### [THE PROBLEM]
Every line below should be set down exactly as it appears.

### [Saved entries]
Start of Block
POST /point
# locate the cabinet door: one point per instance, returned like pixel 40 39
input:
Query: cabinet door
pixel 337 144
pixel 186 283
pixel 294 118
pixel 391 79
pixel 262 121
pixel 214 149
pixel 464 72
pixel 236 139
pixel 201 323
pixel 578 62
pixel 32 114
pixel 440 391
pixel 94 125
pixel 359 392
End of Block
### [FINISHED TASK]
POST /point
# locate the cabinet door: one point per instance, returned like pixel 40 39
input:
Query: cabinet door
pixel 337 144
pixel 186 283
pixel 294 118
pixel 391 79
pixel 262 121
pixel 214 149
pixel 464 72
pixel 236 139
pixel 201 323
pixel 578 62
pixel 32 114
pixel 440 391
pixel 94 125
pixel 359 392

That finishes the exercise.